Exercise aim — Gather every line in the records below that contains the string "This". Case counts.

Data listing —
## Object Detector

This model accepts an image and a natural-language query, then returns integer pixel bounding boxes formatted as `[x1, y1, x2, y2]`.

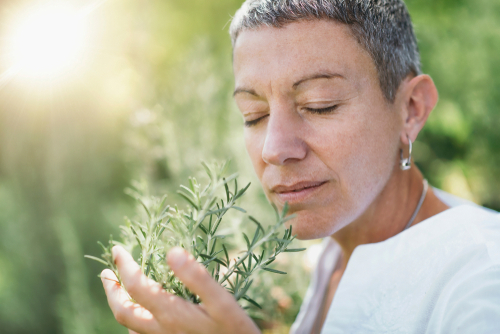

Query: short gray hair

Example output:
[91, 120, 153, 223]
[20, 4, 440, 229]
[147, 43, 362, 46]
[230, 0, 421, 102]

Answer to the task —
This model accepts an image and a natural-language query, then returns integer pixel bounding boxes formatted as `[x1, y1, x2, y2]`.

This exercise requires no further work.